Tarefa a realizar ->
Redigite na íntegra o texto sobre a tradição familiar de farmacêuticos e herboristas, sem alterar nada.

Outra reflexão. Mais avanço em seu texto, mais ele evoca reminiscências que remontam à tradição familiar. Meu avô criava sanguessugas para fins medicinais, pois elas eram atração em sua velha farmácia (anexo foto). Meu pai e meu avô foram herboristas renomados. Essa tradição perdeu-se pouco a pouco, mercê do surgimento dos laboratórios farmacêuticos multinacionais que iriam doravante buscar muitos de seus princípios ativos na imensa floresta amazônica de seu Brasil. A tradição europeia do medicamento e do herborista se esvai gradativamente no Ocidente, apesar de ainda ser ensinada. Todavia, a caixinha de comprimidos amputou seriamente o saber do apotecário, que perderia por sua vez sua curiosidade campestre ancestral!!! O jovem farmacêutico não mais faz longas vigílias, muito menos ‘colheitas’ nas zonas rurais. Milita pelas 35 horas e se satisfaz com a situação salarial, como examinador de receitas médicas e vendedor de caixas de remédios. Menciono esses fatos, pois há membros de minha família que mantêm profissões ligadas ao tema que desenvolvemos e, para exemplificar: irmã, tio, tias, primos… Com a música e sua vasta área, temos duas particularidades importantes de nossa cultura familiar, que remonta a mais de um século!!! Diria que a propensão vital é o contato preservado com a natureza! A antítese niilista é a ignorância e a viagem em direção ao vazio do pensamento. Os limites do homem são apenas internos, psicológicos, como nós dois sabemos.

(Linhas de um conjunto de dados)
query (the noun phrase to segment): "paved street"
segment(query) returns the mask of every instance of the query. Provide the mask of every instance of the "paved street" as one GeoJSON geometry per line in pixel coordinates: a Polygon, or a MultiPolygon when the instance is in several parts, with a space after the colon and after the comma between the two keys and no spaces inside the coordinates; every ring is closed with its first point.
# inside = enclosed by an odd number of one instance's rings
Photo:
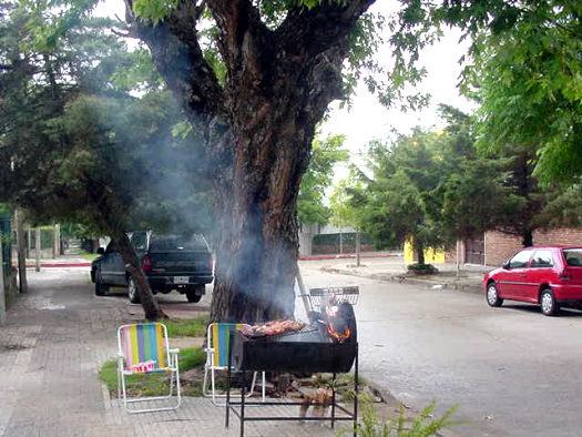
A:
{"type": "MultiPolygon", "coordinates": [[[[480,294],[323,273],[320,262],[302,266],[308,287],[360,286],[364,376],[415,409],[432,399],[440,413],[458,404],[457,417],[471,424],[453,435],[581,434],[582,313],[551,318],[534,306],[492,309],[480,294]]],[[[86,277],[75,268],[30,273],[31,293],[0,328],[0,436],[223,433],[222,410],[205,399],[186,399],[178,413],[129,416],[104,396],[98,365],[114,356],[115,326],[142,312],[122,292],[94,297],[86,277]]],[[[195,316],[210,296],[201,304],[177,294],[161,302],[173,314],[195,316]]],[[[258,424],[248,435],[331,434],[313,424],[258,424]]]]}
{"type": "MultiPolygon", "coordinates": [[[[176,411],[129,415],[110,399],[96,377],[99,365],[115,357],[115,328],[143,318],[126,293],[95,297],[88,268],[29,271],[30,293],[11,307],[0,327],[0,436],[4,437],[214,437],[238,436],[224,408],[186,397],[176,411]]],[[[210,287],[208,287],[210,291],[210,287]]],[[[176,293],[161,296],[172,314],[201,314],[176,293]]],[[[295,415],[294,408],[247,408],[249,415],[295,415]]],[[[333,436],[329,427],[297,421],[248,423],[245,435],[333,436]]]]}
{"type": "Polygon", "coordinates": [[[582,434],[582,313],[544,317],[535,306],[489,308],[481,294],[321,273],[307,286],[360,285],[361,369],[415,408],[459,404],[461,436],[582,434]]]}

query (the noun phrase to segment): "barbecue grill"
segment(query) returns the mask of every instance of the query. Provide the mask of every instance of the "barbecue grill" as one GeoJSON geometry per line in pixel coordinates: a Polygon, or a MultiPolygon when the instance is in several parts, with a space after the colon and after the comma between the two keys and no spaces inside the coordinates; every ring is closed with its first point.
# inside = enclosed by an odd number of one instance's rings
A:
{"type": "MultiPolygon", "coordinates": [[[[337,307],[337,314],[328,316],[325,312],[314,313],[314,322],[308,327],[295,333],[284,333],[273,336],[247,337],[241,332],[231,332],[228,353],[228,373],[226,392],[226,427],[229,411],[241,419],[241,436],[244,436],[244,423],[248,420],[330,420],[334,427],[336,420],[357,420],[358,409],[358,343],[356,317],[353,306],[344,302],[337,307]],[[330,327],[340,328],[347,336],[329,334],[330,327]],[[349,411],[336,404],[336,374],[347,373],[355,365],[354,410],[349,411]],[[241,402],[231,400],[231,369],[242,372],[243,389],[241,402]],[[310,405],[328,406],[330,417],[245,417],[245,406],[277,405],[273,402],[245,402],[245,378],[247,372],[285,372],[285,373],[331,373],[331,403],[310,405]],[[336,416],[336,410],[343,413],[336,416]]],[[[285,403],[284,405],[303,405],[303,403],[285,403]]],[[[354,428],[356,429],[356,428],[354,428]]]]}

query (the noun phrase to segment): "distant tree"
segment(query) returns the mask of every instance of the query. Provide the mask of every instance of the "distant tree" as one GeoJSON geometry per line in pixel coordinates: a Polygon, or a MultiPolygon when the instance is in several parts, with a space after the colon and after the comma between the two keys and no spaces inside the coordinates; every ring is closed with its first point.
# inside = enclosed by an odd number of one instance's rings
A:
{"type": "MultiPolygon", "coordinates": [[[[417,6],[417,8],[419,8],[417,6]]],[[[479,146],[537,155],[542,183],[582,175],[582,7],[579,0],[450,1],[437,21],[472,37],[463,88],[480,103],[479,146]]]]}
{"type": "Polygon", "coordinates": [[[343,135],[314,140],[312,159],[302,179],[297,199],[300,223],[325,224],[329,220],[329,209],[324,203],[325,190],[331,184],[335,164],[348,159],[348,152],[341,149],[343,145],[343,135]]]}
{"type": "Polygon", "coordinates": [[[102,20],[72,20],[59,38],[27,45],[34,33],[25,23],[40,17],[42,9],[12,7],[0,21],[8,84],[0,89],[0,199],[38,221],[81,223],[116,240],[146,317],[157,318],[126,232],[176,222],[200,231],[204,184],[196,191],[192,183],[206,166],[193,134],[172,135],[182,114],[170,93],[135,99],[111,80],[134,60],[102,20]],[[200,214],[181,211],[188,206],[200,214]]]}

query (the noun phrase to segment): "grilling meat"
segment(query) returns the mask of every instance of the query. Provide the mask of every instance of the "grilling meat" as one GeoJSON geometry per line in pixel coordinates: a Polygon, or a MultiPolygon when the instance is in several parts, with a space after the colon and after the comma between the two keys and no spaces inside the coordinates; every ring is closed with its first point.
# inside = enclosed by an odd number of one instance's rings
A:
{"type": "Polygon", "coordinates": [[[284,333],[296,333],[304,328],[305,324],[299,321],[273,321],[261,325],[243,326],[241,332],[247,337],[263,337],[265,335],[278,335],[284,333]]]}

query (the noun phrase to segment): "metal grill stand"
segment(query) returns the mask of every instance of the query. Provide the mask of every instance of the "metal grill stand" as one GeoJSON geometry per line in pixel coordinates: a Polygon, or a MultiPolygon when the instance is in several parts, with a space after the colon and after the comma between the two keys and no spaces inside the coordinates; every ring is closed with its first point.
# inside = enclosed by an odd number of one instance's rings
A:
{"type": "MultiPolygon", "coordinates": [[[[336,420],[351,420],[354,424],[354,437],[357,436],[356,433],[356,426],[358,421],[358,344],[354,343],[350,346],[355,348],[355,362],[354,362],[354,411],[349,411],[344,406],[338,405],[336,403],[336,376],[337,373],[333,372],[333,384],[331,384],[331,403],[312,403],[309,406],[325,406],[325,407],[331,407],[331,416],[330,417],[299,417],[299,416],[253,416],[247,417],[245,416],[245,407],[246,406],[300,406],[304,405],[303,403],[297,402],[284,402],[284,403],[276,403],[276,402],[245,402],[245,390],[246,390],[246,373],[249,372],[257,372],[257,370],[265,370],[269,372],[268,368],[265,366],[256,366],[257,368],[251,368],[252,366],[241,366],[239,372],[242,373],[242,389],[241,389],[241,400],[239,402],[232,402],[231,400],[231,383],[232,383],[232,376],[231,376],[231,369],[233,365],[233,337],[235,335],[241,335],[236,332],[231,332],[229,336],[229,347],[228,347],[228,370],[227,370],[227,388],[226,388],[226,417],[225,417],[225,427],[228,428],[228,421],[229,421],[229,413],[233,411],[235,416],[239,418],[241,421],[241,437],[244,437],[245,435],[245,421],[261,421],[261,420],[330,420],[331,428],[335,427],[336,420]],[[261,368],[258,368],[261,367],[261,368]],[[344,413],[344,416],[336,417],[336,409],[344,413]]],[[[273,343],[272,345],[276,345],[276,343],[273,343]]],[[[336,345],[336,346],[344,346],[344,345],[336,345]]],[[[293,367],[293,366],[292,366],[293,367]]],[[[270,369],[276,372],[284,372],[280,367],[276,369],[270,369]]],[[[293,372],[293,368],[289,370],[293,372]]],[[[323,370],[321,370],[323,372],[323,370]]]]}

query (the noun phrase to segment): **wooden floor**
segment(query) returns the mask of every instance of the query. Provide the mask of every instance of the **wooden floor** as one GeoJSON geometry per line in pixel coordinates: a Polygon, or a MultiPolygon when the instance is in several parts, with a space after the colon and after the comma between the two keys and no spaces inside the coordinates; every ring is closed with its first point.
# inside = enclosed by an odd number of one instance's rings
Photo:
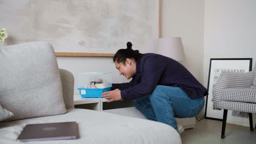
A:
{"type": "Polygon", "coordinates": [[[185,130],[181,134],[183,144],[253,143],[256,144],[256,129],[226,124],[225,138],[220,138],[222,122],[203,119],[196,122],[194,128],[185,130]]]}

---

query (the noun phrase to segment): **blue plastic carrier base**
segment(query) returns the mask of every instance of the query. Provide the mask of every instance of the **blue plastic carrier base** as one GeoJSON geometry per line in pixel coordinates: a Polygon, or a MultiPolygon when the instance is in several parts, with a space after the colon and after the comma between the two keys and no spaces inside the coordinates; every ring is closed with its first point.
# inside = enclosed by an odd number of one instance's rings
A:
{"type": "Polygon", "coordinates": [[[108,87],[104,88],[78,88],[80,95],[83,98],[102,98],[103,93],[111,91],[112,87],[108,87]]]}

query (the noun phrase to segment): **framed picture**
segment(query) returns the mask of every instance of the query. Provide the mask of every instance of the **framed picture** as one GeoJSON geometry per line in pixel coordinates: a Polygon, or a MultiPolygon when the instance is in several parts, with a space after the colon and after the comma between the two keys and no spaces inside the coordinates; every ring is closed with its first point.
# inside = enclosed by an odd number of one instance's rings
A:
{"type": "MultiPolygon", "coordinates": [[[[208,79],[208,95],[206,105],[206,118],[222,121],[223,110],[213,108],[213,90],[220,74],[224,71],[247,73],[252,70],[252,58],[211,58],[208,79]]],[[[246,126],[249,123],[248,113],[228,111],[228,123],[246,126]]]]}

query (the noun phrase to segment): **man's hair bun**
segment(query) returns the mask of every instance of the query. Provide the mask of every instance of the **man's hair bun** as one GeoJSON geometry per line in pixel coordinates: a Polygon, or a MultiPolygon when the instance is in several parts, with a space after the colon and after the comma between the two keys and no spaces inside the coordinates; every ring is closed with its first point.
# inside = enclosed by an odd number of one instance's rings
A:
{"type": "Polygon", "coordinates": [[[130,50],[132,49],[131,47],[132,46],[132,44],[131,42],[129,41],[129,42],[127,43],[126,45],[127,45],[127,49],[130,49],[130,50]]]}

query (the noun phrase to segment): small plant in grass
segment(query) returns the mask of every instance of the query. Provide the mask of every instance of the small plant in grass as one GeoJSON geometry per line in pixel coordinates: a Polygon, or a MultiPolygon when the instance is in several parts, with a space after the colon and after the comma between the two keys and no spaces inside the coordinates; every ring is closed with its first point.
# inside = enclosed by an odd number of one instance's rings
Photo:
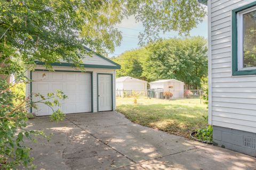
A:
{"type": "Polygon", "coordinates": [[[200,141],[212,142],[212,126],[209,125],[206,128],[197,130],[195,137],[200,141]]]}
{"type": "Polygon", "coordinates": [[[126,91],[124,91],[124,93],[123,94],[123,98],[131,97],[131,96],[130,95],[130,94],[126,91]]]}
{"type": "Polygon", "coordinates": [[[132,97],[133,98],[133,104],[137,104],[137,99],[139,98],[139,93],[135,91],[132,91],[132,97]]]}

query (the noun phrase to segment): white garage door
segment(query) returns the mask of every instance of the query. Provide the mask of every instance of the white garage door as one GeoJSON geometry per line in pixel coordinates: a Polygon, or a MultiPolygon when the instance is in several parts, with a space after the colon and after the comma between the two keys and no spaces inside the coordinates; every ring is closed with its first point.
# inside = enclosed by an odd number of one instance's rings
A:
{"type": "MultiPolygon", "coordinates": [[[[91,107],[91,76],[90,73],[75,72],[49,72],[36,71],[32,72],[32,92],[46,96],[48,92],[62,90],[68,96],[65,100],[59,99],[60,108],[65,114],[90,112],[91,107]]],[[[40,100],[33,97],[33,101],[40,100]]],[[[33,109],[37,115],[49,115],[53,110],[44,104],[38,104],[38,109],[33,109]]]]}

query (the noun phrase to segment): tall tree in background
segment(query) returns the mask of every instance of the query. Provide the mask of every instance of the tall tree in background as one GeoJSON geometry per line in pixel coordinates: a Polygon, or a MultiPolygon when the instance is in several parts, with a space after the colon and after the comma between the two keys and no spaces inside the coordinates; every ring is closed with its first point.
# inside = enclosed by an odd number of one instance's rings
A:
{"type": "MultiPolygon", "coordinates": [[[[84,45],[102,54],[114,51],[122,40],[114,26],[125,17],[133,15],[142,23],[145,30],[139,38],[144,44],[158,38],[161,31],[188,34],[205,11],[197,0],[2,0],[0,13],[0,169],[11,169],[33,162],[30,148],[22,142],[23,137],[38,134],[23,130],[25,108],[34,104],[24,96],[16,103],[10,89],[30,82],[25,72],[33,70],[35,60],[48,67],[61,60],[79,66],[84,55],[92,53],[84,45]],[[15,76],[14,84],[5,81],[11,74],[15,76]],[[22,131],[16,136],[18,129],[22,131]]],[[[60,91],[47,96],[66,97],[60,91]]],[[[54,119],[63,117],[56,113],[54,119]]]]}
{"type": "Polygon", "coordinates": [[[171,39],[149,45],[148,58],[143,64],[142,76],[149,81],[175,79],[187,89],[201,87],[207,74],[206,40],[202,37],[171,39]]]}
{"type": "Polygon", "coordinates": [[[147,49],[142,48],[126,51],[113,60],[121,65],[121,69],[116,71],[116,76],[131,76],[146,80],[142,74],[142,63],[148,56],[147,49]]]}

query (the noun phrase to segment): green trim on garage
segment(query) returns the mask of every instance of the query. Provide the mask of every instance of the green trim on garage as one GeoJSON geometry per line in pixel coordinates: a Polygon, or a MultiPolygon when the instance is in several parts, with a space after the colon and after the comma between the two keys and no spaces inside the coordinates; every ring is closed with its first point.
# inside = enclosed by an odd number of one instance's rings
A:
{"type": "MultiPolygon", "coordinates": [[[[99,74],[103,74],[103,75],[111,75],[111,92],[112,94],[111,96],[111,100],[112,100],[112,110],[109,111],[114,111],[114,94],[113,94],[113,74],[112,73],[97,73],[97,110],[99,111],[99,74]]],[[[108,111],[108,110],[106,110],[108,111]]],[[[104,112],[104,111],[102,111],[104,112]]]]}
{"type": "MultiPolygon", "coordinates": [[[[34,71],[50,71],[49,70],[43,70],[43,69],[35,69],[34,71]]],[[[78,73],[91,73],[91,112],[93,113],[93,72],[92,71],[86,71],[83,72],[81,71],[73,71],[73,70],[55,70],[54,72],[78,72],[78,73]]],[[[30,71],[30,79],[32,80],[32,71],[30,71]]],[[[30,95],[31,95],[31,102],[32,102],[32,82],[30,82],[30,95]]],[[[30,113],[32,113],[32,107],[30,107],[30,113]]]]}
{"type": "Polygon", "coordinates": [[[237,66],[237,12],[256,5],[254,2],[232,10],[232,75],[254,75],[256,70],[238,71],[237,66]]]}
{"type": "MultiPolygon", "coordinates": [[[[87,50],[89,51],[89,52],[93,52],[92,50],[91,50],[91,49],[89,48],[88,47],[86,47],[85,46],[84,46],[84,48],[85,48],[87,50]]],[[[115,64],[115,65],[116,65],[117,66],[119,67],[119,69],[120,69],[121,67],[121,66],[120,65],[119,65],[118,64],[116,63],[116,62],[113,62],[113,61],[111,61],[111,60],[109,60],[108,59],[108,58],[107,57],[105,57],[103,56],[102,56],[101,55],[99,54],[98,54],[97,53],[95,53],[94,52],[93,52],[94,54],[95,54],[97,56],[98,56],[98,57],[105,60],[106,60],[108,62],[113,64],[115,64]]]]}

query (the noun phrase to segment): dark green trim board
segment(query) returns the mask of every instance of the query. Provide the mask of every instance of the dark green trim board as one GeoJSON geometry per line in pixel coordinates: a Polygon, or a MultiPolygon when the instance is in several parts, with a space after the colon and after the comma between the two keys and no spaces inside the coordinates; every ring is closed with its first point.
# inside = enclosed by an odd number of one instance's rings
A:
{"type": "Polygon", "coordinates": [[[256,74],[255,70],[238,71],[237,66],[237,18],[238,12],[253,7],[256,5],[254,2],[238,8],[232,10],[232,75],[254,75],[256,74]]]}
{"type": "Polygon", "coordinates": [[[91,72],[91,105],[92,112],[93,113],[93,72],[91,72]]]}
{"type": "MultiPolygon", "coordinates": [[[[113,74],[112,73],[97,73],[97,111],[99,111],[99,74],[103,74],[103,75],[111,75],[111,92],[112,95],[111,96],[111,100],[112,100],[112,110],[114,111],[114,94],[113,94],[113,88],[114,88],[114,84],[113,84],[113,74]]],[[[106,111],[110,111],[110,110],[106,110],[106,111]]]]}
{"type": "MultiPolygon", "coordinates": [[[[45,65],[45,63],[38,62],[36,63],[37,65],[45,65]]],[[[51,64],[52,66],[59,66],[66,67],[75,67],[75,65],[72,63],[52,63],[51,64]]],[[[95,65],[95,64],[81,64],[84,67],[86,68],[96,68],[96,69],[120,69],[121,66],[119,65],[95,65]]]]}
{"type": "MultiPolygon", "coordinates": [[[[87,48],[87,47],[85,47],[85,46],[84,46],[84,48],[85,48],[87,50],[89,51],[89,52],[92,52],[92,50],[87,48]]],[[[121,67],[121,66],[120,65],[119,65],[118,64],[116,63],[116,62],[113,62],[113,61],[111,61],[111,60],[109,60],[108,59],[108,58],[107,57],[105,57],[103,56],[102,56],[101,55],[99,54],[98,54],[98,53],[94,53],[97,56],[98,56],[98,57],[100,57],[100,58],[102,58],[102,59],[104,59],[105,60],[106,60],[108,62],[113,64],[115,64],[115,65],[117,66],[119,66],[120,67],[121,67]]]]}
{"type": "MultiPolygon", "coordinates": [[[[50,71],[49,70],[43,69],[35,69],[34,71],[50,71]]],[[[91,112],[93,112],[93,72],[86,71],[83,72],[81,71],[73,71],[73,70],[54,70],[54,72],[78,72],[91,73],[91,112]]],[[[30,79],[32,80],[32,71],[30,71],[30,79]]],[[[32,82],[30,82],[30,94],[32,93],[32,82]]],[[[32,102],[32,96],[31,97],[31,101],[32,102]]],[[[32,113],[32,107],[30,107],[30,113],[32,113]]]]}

Resultado do exercício ->
Outra reflexão. Mais avanço em seu texto, mais ele evoca reminiscências que remontam à tradição familiar. Meu avô criava sanguessugas para fins medicinais, pois elas eram atração em sua velha farmácia (anexo foto). Meu pai e meu avô foram herboristas renomados. Essa tradição perdeu-se pouco a pouco, mercê do surgimento dos laboratórios farmacêuticos multinacionais que iriam doravante buscar muitos de seus princípios ativos na imensa floresta amazônica de seu Brasil. A tradição europeia do medicamento e do herborista se esvai gradativamente no Ocidente, apesar de ainda ser ensinada. Todavia, a caixinha de comprimidos amputou seriamente o saber do apotecário, que perderia por sua vez sua curiosidade campestre ancestral!!! O jovem farmacêutico não mais faz longas vigílias, muito menos ‘colheitas’ nas zonas rurais. Milita pelas 35 horas e se satisfaz com a situação salarial, como examinador de receitas médicas e vendedor de caixas de remédios. Menciono esses fatos, pois há membros de minha família que mantêm profissões ligadas ao tema que desenvolvemos e, para exemplificar: irmã, tio, tias, primos… Com a música e sua vasta área, temos duas particularidades importantes de nossa cultura familiar, que remonta a mais de um século!!! Diria que a propensão vital é o contato preservado com a natureza! A antítese niilista é a ignorância e a viagem em direção ao vazio do pensamento. Os limites do homem são apenas internos, psicológicos, como nós dois sabemos.